**AIM OF THE TASK**
Nothing but the lines from the line with "find blurred background" through the end of the data is to be copied, and each is to be copied exactly.
•••••
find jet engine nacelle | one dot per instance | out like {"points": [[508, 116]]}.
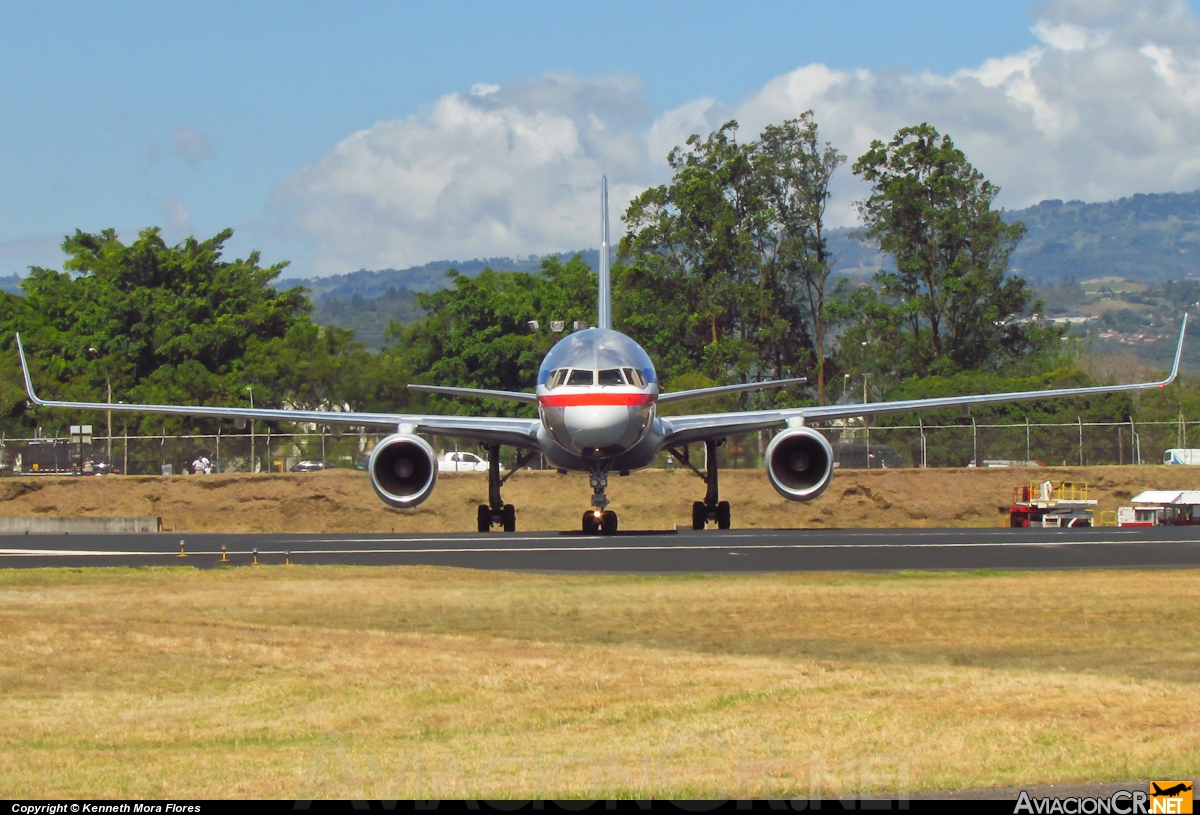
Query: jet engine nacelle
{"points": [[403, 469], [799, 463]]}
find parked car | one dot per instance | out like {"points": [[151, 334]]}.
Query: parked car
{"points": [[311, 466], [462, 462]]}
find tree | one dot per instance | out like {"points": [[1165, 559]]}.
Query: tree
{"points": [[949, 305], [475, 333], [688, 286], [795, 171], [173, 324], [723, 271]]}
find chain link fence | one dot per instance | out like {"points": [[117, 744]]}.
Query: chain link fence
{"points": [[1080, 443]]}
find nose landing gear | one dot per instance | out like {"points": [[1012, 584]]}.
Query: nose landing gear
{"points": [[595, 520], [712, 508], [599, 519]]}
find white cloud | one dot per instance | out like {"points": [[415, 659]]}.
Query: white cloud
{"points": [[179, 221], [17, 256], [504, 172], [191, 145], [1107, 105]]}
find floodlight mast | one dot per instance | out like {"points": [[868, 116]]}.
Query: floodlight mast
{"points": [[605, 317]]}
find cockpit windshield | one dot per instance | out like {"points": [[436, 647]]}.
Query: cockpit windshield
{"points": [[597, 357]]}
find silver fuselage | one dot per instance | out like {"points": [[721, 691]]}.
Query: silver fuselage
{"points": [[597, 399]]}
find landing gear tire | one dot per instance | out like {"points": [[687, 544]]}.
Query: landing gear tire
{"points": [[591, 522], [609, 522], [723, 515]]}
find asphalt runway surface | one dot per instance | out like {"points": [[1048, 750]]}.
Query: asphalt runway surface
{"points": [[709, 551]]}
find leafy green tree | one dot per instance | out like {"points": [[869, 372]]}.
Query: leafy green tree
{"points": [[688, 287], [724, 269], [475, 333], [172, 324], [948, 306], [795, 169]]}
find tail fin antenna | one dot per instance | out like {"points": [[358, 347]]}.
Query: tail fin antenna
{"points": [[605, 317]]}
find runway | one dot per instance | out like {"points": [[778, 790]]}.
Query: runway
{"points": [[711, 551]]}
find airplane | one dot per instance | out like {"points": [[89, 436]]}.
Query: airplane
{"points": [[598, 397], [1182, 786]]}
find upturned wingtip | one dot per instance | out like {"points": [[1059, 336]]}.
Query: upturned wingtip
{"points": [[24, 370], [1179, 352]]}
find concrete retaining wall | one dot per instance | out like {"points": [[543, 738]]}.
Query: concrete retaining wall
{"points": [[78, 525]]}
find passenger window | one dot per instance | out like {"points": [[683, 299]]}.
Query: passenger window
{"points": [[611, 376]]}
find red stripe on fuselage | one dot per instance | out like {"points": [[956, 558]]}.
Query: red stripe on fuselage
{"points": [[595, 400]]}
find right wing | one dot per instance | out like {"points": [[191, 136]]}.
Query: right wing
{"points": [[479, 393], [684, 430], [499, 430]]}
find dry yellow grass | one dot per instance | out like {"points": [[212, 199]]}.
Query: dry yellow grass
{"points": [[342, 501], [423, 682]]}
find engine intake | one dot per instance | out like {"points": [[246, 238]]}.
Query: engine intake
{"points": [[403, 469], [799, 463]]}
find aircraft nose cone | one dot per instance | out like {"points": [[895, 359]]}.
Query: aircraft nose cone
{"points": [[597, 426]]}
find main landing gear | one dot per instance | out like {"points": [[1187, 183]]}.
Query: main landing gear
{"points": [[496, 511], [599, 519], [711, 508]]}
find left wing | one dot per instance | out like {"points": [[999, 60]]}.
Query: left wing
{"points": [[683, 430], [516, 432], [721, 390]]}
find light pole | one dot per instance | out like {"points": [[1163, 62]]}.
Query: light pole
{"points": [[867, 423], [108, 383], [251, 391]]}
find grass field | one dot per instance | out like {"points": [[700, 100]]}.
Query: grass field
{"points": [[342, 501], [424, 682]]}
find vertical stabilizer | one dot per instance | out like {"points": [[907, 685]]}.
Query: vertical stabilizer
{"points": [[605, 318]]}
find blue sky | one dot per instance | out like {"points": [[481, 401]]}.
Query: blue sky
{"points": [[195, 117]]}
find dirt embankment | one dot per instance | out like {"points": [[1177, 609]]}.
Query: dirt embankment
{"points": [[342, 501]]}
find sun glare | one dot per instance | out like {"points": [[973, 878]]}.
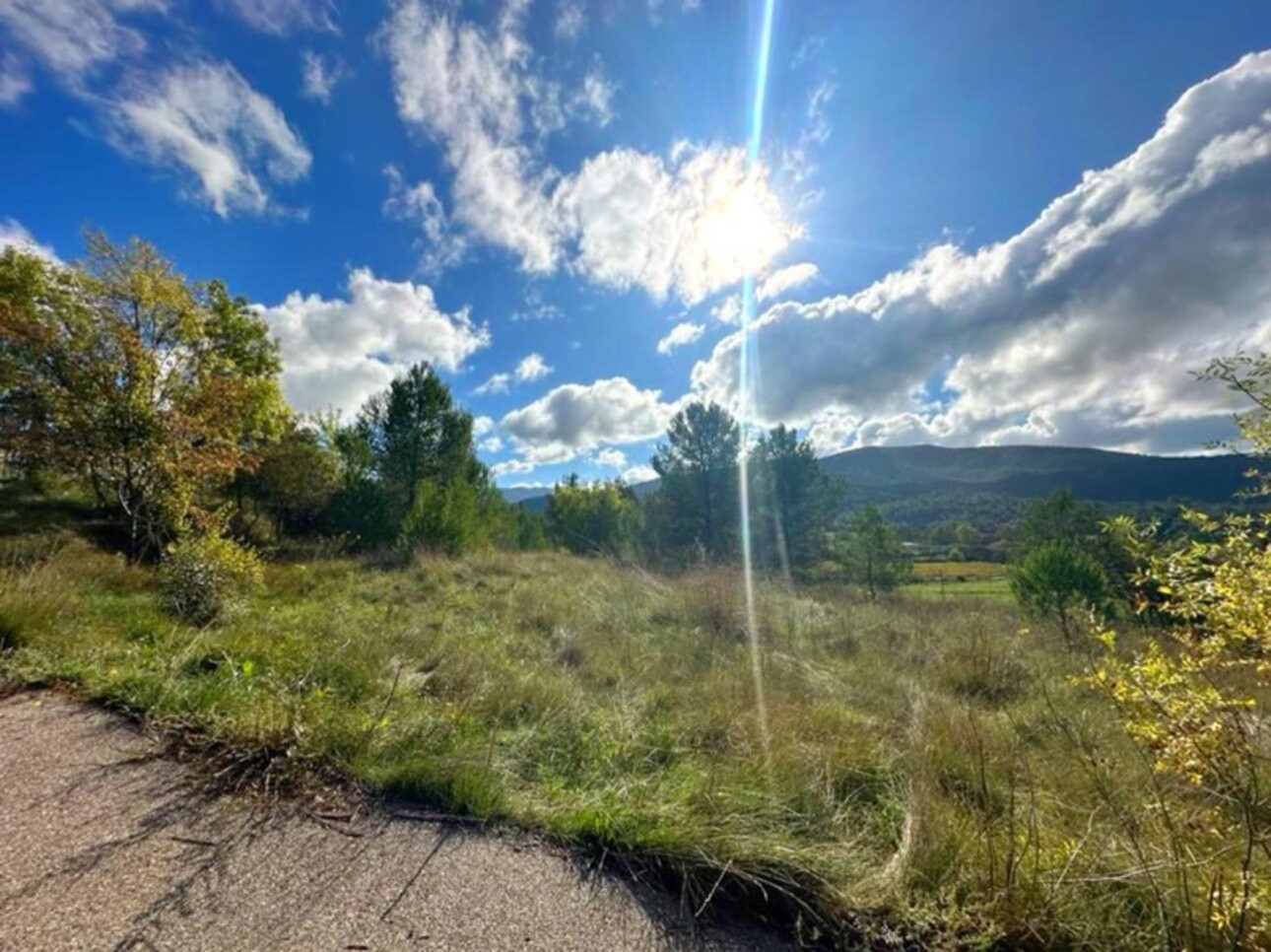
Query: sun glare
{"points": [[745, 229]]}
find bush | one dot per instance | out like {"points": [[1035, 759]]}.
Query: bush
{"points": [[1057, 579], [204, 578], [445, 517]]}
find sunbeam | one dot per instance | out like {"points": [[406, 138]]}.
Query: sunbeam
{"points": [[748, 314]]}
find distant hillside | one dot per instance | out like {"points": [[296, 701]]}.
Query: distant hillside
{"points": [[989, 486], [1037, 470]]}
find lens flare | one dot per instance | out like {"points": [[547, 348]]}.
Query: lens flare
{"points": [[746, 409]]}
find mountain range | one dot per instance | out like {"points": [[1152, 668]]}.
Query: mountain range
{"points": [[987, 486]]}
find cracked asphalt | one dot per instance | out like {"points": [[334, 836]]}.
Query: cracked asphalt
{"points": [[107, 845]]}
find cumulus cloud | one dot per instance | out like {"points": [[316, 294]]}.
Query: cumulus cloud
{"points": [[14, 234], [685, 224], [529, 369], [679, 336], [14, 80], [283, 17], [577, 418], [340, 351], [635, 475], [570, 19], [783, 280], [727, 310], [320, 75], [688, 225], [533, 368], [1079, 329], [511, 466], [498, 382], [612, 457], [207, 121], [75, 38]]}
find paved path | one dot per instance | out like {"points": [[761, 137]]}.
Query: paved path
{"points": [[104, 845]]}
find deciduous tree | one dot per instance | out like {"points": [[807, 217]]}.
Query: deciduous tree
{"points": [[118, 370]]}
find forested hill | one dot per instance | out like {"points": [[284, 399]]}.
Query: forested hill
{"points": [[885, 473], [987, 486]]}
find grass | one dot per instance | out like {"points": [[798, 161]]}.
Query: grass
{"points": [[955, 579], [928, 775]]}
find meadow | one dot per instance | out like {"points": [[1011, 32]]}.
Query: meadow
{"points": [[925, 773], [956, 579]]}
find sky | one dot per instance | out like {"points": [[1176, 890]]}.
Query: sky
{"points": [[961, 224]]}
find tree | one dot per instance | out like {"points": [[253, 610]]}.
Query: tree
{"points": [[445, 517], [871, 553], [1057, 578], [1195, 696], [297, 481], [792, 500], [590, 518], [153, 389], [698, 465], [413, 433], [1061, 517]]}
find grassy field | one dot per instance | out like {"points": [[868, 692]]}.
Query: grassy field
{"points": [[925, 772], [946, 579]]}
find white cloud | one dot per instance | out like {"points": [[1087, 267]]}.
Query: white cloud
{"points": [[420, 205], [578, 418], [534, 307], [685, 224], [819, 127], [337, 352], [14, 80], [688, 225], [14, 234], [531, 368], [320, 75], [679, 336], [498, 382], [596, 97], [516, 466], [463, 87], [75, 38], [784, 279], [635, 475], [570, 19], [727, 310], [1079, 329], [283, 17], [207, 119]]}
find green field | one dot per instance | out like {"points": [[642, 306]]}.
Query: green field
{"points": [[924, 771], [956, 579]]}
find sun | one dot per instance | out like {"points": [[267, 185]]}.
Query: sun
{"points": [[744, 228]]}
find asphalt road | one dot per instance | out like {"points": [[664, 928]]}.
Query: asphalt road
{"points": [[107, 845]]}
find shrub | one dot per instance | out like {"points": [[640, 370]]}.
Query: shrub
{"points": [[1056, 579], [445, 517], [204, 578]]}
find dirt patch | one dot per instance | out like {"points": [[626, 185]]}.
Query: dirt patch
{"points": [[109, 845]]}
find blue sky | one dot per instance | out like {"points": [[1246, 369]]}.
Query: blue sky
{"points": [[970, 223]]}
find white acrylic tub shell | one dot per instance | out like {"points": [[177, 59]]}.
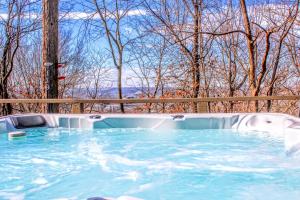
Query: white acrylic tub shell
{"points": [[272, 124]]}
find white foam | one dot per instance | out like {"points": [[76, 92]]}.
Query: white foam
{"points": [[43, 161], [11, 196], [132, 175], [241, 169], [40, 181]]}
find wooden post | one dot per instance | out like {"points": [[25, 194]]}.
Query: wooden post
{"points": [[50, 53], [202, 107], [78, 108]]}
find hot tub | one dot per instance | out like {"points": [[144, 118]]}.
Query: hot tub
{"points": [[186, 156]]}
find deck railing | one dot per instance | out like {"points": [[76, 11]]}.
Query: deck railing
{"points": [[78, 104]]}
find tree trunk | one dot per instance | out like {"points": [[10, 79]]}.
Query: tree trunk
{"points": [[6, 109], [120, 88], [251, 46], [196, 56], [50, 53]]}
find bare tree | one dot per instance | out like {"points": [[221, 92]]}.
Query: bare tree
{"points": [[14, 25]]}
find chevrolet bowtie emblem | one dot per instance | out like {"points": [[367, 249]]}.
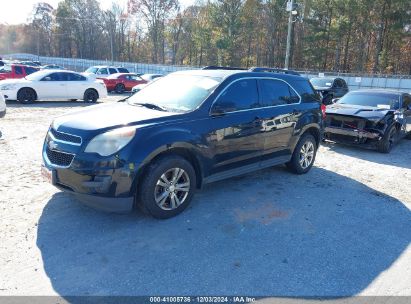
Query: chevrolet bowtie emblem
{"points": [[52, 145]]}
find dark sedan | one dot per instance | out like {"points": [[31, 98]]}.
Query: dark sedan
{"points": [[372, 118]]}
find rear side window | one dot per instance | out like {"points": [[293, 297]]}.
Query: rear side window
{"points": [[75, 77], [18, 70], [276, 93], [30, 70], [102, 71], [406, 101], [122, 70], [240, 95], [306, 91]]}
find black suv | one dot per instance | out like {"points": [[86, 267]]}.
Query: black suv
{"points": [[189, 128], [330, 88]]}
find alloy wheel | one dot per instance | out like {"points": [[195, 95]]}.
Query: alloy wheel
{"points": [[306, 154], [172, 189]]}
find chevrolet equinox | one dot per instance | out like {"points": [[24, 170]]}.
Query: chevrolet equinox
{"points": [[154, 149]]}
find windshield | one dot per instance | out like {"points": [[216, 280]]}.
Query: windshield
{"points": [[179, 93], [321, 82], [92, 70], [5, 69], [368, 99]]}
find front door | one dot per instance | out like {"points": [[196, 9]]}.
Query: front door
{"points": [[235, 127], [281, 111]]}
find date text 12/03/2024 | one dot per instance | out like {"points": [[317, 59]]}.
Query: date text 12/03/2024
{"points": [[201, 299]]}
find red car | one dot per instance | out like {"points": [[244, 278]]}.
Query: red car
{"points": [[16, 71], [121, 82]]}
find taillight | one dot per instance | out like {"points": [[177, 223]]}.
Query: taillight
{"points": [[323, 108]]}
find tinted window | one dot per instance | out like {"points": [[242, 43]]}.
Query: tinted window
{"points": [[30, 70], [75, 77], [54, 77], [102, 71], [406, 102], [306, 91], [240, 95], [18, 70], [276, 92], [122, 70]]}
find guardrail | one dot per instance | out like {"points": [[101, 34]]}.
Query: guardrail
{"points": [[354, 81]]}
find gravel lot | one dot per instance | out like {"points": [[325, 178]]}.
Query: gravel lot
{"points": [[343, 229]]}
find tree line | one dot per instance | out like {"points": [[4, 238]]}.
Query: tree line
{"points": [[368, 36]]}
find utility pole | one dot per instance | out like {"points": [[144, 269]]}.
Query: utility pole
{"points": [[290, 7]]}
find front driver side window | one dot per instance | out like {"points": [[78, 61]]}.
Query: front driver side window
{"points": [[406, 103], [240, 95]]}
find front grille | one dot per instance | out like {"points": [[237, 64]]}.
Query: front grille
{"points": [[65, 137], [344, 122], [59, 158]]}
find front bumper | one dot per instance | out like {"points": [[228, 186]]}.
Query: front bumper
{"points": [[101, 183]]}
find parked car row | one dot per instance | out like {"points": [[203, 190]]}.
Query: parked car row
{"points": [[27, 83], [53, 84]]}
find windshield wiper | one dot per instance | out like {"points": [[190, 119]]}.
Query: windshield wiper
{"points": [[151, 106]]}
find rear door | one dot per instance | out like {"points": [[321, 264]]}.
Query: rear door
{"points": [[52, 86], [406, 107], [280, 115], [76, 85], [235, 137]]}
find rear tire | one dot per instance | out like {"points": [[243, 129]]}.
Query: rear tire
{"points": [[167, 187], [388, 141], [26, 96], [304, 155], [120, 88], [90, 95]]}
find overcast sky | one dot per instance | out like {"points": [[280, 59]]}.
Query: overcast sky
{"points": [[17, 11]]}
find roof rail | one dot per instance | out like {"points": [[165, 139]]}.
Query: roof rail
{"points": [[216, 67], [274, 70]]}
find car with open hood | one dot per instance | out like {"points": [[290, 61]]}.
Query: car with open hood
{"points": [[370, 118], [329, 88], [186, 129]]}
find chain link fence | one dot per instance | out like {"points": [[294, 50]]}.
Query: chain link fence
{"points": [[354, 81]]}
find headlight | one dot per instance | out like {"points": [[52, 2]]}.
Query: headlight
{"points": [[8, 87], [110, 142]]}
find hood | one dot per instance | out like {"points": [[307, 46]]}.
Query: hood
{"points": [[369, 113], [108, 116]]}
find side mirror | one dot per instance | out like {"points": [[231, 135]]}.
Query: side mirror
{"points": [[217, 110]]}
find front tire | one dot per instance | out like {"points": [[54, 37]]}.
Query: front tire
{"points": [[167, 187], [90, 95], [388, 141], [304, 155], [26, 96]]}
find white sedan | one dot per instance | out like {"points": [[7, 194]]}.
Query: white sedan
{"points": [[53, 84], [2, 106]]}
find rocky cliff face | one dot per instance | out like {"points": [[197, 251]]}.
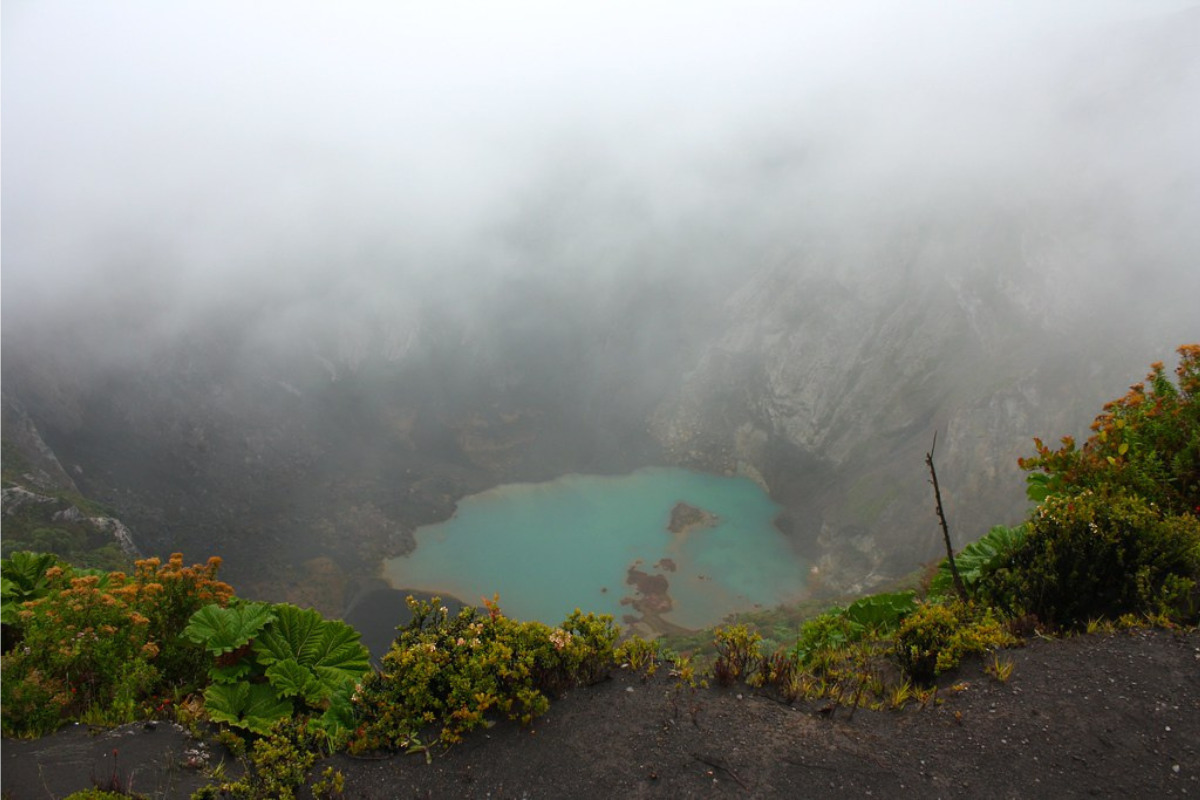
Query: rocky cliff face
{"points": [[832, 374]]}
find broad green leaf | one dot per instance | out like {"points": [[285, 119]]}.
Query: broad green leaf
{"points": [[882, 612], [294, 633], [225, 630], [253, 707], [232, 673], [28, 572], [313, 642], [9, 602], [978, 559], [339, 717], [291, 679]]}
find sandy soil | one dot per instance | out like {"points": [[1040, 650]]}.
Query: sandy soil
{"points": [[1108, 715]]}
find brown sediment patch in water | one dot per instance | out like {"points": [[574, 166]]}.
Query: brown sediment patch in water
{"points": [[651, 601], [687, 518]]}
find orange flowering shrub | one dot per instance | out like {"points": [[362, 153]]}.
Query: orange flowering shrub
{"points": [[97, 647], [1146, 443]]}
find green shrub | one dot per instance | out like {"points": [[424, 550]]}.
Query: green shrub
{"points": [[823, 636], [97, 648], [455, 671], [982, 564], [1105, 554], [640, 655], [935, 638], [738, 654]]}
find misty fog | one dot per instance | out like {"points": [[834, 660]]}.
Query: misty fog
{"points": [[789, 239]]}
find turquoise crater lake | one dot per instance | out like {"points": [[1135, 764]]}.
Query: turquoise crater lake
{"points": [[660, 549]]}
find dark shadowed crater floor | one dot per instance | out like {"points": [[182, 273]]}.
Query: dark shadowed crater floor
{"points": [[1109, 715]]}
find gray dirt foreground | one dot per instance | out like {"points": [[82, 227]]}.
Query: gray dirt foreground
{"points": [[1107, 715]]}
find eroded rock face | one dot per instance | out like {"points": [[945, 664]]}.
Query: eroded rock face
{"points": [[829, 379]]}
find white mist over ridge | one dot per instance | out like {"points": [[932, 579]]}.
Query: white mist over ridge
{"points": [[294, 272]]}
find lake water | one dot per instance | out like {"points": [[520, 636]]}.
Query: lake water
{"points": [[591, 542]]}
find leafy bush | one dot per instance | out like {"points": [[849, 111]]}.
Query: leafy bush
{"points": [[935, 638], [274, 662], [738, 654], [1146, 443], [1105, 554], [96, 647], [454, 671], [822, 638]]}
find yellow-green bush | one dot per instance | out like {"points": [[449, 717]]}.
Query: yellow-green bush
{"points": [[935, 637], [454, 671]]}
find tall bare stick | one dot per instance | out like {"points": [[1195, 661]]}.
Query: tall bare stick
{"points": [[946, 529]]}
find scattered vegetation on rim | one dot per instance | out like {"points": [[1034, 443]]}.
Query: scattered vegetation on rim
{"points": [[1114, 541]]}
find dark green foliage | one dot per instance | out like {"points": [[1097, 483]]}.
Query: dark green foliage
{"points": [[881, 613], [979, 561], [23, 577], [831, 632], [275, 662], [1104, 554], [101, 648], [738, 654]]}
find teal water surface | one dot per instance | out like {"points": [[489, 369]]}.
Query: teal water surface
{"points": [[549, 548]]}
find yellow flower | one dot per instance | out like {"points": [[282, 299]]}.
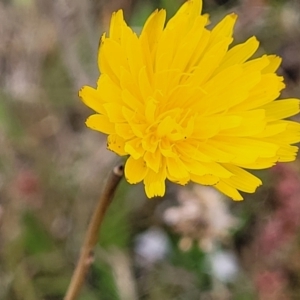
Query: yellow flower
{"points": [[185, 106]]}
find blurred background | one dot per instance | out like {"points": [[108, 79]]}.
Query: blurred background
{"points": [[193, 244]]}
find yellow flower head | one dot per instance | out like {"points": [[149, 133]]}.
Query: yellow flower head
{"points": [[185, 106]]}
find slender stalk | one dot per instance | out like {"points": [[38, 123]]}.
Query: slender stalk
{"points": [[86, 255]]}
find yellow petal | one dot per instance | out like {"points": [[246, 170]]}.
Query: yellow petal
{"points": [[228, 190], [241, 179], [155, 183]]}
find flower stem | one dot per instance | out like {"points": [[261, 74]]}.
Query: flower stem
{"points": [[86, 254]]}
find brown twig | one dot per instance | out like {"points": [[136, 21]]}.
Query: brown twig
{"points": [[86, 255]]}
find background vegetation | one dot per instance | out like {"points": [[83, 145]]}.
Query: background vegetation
•••••
**THE COMPLETED TASK**
find blurred background | one dot per instance | out like {"points": [[108, 79]]}.
Query: blurred background
{"points": [[193, 244]]}
find yellow flower head | one dot per instance | out like {"points": [[149, 133]]}.
Query: yellow flower head
{"points": [[185, 106]]}
find slender stalk | one dot per instance | out like {"points": [[38, 123]]}.
Query: slender stalk
{"points": [[86, 255]]}
find yellow petal | one dot per instance | out like {"points": [[246, 170]]}.
Query: yellow petal
{"points": [[228, 190], [241, 179], [155, 183]]}
find flower stem | one dot per instance | out like {"points": [[261, 74]]}.
Query: flower stem
{"points": [[86, 254]]}
find brown twig | one dot per instance | out like {"points": [[136, 21]]}.
Query: brown twig
{"points": [[86, 255]]}
find background vegetation | one dot per instance | out like {"points": [[83, 145]]}.
Query: background vegetation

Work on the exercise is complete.